PASSAGE PROVIDED:
——
Why vitamin D should not be called a vitamin
Vitamin D is a hormonal steroid (https://en.wikipedia.org/wiki/Vitamin_D).
It is derived from sterols called calciferols, namely
- cholecalciferol ('vitamin D3'), and
- ergocalciferol ('vitamin D2').
Intermediates include calcitriol (https://medical-dictionary.thefreedictionary.com/calcitriol).
The conventional view is that 'vitamin D' qualifies as a vitamin for Homo sapiens.
This is on the basis that it
- is required in small amounts,
- is supplied partly by the diet, and
- produces clear symptoms in deficiency.
Furthermore, deficiency can be remedied by supplementing the vitamin, without any other changes to the diet.
The solving of widespread rickets in the 1930’s by feeding suitably enriched milk to children (https://www.ncbi.nlm.nih.gov/pmc/articles/PMC6116165/) is conventionally regarded as a classic example of the effectiveness of supplementation of vitamins.
So, why would I doubt that ‘vitamin D’ is really a vitamin?
The short answer is that the human body can make this substance for itself.
This applies at every step of a complicated process. We can make
- the form of cholesterol initially needed,
- calciferol (photosynthetically in the skin),
- calcidiol (in the liver), and
- calcitriol (in the kidney).
Calcitriol, the active form of ‘vitamin D’, has since 1970 been generally acknowledged to be a steroid hormone, not a vitamin (https://pubmed.ncbi.nlm.nih.gov/24739090/#:~:text=The%20endogenous%20serum%20metabolite%20of,may%20exert%20several%20immunomodulatory%20activities and https://en.wikipedia.org/wiki/Calcitriol).
——
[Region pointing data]
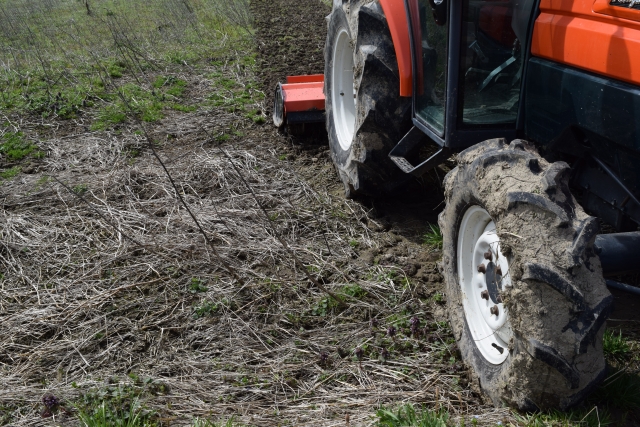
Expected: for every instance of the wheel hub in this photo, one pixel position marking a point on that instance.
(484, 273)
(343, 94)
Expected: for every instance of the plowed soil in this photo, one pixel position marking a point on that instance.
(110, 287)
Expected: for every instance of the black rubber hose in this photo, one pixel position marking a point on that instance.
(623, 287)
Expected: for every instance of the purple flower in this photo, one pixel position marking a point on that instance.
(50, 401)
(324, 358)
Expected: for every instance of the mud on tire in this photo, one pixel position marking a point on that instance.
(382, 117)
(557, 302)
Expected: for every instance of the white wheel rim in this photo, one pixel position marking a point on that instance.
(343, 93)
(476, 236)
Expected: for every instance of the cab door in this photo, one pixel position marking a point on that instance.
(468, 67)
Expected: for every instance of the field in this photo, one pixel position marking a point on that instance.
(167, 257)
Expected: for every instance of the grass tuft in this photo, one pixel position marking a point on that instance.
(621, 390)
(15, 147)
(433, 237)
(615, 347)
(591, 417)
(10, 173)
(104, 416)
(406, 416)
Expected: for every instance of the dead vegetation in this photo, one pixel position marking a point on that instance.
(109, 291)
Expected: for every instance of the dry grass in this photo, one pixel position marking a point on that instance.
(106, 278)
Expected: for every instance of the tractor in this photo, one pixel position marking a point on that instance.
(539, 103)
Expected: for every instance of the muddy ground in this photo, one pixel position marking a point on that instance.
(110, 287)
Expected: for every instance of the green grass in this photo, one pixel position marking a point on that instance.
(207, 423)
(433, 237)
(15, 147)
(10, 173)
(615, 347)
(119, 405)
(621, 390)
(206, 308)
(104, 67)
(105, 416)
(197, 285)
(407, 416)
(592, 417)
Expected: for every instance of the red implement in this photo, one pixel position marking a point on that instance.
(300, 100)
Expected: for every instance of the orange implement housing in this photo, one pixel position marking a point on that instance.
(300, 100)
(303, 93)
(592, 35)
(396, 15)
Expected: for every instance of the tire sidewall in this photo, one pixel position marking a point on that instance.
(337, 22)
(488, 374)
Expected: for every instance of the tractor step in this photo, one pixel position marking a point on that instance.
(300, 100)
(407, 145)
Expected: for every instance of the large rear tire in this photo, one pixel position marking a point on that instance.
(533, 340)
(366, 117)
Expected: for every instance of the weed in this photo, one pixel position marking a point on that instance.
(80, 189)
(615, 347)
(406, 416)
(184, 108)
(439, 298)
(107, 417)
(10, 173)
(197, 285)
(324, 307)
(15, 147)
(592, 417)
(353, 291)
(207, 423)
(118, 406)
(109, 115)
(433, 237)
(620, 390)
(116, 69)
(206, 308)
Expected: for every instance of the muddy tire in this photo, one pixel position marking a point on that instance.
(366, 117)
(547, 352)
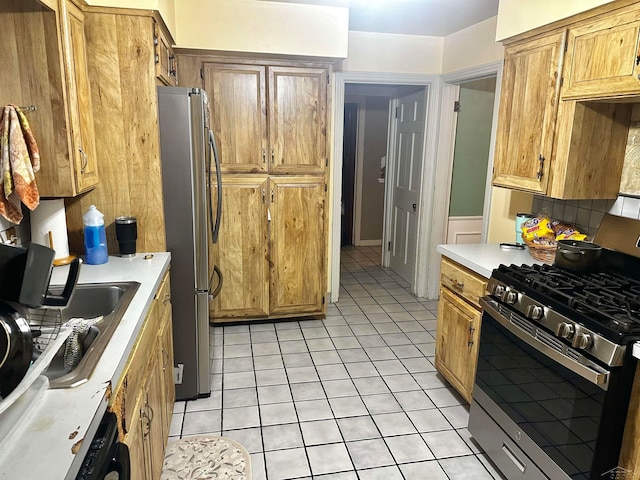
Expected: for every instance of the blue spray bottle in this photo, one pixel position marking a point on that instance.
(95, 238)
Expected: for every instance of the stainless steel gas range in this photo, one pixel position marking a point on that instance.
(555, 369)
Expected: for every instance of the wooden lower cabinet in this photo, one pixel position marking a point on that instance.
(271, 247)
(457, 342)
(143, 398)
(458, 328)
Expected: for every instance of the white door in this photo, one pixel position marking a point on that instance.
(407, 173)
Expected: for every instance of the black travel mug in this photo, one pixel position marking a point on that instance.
——
TASK:
From the text on vitamin D, list each substance it says the human body can make for itself, noting where the text says it is made whenever it gives a location.

EXERCISE RESULT:
- The form of cholesterol initially needed
- Calciferol (photosynthetically in the skin)
- Calcidiol (in the liver)
- Calcitriol (in the kidney)